__PROBLEM DESCRIPTION__. Put the data below, from the line with "of the shirt" to the line with "point(185, 402)" (both lines included), into a Markdown table with the columns Number and Entry. Leave out any blank lines.

**** GIVEN ENTRIES ****

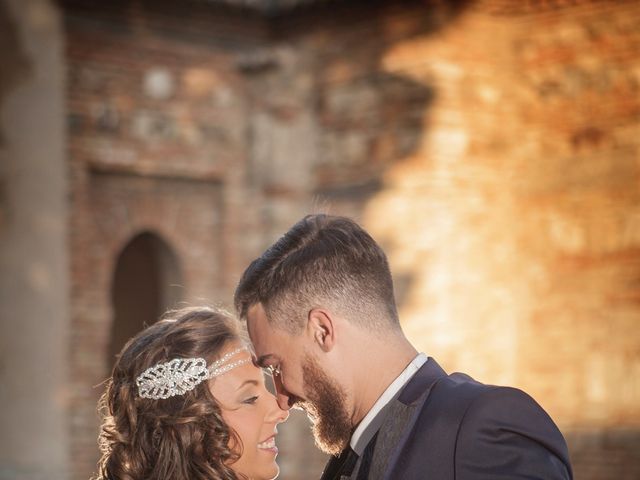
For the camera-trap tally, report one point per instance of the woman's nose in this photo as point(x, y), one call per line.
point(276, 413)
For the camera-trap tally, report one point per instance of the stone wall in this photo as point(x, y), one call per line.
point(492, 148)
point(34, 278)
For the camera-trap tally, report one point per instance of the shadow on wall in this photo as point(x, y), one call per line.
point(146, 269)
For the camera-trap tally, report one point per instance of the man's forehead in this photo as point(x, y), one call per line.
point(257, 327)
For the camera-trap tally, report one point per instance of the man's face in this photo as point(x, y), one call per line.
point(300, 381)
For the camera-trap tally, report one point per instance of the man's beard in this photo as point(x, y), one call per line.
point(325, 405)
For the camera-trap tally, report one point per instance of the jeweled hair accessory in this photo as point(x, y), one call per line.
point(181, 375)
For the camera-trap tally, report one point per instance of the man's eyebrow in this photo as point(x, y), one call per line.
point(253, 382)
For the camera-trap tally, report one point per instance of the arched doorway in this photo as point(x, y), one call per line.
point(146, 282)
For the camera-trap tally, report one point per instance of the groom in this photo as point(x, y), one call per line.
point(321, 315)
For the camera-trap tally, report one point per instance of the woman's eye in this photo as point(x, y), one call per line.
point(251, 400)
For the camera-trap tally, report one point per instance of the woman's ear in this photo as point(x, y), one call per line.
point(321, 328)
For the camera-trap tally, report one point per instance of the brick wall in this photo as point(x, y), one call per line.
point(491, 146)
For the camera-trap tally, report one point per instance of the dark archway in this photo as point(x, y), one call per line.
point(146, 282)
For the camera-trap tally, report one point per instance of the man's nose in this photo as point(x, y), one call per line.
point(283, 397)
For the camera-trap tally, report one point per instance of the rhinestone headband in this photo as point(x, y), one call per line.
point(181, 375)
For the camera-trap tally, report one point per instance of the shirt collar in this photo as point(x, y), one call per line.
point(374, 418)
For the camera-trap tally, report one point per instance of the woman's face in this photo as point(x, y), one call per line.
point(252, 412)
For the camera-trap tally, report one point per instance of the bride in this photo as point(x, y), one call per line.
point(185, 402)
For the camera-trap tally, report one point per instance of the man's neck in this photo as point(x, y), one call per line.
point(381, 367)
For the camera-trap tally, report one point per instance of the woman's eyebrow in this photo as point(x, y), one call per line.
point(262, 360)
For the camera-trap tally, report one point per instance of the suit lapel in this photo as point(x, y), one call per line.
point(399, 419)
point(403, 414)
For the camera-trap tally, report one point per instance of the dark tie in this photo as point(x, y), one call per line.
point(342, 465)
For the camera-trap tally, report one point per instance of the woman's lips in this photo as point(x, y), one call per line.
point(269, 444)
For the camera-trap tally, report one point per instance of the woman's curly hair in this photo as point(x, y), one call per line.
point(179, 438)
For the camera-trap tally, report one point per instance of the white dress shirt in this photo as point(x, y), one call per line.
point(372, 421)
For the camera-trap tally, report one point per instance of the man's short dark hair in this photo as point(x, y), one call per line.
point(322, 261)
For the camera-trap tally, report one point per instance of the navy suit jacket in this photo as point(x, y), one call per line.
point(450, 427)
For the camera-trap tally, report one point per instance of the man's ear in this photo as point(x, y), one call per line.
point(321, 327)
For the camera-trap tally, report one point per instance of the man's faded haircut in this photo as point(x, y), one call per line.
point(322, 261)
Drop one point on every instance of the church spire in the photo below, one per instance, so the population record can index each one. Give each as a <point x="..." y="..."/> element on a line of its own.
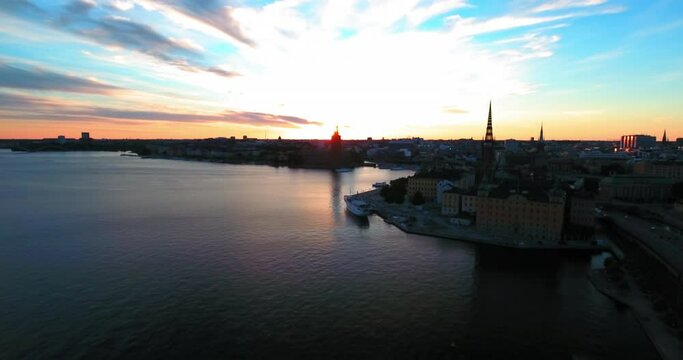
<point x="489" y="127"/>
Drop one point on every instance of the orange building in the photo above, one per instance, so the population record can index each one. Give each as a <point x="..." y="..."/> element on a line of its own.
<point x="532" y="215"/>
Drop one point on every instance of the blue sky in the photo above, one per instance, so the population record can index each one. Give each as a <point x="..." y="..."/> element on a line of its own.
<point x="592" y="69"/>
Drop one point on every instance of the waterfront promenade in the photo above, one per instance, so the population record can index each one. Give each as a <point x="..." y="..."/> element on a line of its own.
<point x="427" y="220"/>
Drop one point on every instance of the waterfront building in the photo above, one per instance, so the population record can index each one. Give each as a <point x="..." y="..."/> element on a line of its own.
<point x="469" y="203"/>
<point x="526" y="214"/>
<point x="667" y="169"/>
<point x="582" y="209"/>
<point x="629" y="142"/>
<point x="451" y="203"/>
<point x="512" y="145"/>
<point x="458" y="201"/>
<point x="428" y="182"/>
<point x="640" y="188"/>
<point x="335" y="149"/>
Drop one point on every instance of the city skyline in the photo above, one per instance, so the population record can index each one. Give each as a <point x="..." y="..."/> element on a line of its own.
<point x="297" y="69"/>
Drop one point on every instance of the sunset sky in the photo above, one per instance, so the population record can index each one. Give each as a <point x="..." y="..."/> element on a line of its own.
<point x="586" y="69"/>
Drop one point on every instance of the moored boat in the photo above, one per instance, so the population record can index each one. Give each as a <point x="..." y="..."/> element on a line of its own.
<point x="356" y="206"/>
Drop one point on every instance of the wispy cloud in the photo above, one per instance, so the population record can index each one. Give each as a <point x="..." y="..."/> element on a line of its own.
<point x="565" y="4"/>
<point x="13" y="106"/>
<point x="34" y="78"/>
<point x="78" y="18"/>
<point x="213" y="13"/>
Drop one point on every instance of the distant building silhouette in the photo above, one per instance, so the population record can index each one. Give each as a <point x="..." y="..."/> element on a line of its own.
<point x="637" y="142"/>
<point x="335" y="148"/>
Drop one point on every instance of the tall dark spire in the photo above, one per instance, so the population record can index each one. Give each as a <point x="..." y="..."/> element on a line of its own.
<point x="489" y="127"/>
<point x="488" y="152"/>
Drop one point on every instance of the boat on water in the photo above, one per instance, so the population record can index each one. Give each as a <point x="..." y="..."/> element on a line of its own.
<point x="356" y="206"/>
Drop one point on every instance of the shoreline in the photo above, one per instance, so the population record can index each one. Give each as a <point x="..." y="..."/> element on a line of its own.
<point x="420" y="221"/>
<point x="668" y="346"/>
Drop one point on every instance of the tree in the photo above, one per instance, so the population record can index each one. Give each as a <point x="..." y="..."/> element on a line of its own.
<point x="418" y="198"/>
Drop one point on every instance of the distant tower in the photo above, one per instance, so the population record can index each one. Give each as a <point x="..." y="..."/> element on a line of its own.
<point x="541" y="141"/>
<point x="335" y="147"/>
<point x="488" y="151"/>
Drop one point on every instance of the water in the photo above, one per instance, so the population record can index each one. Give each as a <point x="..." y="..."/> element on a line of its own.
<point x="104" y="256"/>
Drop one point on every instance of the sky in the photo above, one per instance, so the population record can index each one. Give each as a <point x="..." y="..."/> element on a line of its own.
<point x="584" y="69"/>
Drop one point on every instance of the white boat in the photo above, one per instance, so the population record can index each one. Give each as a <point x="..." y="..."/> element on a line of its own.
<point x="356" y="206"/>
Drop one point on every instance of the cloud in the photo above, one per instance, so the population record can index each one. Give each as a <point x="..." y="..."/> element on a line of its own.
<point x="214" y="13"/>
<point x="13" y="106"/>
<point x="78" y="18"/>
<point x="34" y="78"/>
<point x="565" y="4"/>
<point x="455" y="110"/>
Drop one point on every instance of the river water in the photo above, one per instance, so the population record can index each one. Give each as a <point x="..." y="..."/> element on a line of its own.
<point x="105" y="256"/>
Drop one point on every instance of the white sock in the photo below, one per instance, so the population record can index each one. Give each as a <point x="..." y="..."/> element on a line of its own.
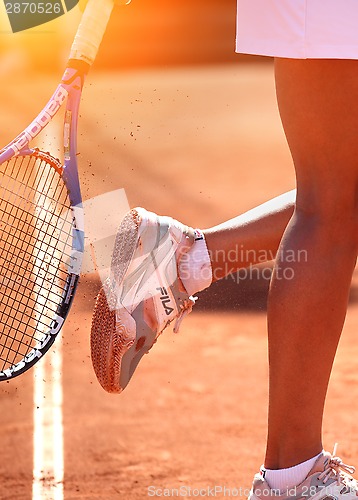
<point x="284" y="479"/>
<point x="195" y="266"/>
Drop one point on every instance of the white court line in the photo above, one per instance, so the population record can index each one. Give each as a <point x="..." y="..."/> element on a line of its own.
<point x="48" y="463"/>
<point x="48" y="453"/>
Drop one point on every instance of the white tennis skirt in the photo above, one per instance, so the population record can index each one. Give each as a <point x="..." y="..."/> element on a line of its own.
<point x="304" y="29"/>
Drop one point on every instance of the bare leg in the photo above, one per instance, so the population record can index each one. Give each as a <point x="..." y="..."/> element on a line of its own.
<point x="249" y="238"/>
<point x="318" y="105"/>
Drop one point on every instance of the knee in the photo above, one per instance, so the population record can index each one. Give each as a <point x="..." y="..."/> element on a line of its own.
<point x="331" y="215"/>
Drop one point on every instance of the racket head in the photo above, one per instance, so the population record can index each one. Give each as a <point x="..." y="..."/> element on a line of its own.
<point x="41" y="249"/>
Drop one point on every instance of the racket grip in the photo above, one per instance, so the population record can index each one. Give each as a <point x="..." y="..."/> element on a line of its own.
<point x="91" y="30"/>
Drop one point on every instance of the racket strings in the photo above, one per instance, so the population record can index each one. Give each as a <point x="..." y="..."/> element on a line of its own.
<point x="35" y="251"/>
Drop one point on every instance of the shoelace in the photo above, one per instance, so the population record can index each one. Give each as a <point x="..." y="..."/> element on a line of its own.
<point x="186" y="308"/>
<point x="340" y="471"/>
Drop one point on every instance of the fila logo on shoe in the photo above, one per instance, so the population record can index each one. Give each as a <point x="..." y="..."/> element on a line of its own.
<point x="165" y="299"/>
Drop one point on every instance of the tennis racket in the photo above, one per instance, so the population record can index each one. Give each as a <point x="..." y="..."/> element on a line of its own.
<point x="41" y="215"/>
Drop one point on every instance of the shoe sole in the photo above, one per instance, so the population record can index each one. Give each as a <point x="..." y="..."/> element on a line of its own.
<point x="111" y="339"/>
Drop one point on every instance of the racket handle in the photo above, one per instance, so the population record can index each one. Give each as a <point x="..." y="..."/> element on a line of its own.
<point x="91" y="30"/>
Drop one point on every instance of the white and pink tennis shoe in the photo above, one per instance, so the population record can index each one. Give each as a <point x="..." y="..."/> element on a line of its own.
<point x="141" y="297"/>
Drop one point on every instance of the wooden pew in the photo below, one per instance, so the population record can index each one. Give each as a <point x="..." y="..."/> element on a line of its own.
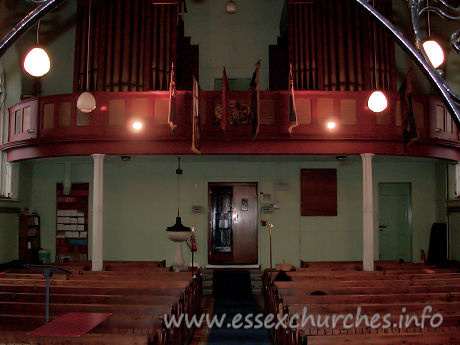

****

__SOLVED EXERCISE__.
| Number | Entry |
|---|---|
| 1 | For the camera-trap tally, report one point per instance of the shirt collar in this photo as point(x, y), one call per line. |
| 2 | point(374, 418) |
| 3 | For the camera-trap tally, report one point per instance of the woman's face in this photo as point(x, y), one call per line. |
| 4 | point(252, 412) |
| 5 | For the camera-trap tally, report one point per instance of the bride in this photo as point(x, y), one call per line. |
| 6 | point(185, 402) |